— Task brief —
Which lines of the entries below run from the one holding "positive clicks: (398, 698)" to the one holding "685L380 724L387 732L415", inclusive? Set down exactly those lines and no others.

Items from a dataset:

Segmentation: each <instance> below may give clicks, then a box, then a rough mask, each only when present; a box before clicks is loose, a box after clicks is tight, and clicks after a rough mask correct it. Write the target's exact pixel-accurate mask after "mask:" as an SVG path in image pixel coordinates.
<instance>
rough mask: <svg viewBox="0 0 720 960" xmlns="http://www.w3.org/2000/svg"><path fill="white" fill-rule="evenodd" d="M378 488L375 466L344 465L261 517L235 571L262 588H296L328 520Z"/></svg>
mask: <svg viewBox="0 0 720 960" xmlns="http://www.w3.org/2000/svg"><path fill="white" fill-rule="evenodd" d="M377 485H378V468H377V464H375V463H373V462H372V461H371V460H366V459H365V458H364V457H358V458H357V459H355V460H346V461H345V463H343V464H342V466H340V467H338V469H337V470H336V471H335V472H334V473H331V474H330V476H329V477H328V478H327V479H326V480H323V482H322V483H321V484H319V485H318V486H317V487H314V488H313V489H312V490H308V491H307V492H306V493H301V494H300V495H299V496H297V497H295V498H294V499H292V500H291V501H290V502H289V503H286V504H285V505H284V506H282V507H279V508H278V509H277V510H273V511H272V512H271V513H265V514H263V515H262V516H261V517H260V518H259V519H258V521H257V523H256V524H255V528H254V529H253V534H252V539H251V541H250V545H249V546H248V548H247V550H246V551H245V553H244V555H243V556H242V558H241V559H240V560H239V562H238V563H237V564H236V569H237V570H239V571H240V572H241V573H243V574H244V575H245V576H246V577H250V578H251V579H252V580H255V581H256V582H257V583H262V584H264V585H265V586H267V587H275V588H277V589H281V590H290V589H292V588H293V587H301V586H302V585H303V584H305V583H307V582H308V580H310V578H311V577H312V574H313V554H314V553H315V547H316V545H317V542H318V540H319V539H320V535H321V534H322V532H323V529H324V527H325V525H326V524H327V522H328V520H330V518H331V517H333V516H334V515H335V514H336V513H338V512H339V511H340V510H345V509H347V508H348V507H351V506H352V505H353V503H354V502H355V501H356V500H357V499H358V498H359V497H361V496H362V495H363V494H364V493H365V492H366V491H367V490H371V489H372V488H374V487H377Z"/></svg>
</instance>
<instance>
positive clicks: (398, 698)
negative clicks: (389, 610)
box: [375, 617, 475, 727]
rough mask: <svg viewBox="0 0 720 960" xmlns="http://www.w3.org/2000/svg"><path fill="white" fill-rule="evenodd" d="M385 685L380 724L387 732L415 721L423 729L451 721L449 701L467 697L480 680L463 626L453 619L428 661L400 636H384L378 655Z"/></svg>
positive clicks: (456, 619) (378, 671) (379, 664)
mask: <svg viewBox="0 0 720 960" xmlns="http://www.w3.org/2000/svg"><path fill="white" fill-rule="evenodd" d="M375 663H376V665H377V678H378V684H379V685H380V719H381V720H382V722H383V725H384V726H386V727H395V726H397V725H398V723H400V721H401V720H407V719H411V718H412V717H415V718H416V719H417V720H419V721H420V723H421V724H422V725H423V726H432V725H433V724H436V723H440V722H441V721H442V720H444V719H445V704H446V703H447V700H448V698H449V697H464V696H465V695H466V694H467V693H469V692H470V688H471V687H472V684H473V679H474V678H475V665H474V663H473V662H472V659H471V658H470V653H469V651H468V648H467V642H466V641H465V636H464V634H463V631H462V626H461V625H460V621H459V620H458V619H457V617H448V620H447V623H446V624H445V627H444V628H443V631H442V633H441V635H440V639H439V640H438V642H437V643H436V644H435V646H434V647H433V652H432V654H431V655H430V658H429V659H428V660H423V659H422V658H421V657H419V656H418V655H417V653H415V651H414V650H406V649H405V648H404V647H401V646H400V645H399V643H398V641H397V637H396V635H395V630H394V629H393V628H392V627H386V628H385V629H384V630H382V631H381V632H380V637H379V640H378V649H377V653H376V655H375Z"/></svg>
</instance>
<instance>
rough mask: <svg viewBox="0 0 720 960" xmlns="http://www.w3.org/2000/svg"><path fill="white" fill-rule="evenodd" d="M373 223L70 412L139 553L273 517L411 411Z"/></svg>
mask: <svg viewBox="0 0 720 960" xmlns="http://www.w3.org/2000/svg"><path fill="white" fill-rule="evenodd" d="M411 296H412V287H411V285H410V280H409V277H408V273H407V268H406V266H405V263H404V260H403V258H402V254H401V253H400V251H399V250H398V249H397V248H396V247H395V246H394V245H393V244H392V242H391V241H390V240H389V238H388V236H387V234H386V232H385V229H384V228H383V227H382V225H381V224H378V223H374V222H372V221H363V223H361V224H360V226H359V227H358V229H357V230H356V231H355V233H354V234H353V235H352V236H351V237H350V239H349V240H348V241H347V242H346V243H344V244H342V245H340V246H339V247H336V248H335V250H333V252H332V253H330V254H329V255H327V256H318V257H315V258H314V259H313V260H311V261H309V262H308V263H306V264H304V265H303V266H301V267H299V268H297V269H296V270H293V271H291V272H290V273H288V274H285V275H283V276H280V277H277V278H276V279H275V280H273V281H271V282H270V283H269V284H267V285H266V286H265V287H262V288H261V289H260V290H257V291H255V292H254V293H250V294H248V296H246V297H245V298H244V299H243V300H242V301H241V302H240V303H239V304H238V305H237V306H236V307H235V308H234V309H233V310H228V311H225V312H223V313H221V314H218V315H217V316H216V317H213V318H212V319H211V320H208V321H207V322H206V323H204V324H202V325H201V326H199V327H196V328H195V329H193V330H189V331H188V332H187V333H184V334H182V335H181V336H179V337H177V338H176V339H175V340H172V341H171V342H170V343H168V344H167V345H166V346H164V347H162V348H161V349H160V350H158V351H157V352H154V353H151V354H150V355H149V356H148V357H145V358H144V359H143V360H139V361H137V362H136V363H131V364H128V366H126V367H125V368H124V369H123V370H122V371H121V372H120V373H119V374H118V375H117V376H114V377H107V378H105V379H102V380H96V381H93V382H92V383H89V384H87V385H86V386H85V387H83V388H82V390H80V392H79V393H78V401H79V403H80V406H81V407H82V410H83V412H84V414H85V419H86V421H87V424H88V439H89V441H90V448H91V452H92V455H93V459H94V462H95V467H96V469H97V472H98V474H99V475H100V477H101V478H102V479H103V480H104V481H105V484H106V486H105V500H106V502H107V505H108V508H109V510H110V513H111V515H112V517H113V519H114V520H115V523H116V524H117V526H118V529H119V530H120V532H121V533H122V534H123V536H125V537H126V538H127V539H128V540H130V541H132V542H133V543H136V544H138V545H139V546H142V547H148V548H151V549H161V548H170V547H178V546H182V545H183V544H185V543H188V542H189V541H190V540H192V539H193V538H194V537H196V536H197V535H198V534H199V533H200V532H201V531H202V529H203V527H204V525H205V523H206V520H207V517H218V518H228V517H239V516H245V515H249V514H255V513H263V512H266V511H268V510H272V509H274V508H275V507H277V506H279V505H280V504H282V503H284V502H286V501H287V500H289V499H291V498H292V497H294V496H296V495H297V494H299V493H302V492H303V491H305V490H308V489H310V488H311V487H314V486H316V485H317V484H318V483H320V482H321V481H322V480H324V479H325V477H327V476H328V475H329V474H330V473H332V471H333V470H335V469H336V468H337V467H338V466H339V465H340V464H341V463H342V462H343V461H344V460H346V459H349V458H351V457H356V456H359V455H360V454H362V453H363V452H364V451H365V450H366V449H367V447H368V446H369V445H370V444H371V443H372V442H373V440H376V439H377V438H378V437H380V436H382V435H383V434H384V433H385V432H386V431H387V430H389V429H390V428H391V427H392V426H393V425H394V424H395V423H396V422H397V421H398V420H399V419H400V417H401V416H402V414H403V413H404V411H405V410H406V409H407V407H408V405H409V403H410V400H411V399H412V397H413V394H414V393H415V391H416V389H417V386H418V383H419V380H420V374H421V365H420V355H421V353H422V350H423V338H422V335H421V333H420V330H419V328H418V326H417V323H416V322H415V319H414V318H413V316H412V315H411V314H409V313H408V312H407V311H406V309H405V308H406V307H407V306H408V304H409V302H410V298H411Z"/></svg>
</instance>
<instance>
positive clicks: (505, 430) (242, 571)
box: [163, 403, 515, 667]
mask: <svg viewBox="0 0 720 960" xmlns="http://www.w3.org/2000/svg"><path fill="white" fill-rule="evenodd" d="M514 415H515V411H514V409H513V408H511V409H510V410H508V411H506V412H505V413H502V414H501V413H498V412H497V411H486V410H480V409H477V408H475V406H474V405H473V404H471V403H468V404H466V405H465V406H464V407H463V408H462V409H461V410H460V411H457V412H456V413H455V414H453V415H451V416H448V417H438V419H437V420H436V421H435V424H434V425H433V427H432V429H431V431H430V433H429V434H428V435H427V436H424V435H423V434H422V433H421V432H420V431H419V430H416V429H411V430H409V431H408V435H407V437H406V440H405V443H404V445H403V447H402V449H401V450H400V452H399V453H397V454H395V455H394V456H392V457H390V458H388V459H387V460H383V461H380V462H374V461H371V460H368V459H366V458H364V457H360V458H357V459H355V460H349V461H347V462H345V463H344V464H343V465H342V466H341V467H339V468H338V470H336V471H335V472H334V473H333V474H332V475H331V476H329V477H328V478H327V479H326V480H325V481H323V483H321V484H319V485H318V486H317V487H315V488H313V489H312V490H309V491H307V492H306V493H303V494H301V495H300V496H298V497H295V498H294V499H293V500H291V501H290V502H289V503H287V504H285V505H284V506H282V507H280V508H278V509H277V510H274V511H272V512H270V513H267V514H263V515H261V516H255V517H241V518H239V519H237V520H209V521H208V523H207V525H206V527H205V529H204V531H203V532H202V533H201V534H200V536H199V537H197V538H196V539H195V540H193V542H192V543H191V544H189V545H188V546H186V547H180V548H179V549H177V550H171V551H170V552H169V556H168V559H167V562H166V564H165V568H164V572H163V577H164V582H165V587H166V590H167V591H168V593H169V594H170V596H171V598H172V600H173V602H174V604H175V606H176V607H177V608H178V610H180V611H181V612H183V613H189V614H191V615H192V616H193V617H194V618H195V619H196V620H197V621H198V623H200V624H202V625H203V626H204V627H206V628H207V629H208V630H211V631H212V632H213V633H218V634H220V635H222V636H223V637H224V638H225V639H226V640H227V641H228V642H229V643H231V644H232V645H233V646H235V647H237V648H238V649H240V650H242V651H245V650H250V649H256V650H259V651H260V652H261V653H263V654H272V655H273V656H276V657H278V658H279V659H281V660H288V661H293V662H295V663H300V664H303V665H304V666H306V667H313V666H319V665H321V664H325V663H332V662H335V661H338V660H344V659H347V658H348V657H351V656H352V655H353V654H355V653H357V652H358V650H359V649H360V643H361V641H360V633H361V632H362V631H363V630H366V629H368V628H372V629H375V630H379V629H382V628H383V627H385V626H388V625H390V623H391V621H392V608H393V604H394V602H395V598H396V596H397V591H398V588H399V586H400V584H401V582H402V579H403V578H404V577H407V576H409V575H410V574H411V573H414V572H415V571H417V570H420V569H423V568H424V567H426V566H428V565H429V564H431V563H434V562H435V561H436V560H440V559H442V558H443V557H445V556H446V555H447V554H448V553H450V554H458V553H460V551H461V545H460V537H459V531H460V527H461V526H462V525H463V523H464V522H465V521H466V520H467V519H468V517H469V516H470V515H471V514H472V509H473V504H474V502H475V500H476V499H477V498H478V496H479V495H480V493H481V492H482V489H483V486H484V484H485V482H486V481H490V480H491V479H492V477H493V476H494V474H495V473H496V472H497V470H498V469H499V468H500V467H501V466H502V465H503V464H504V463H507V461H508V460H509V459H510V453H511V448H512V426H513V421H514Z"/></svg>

— Answer for the task —
positive clicks: (398, 698)
negative clicks: (389, 610)
box: [375, 617, 475, 727]
rough mask: <svg viewBox="0 0 720 960" xmlns="http://www.w3.org/2000/svg"><path fill="white" fill-rule="evenodd" d="M385 685L380 724L387 732L415 721L423 729L451 721L449 701L467 697L480 680L463 626L453 619L428 661L400 636H384L378 655Z"/></svg>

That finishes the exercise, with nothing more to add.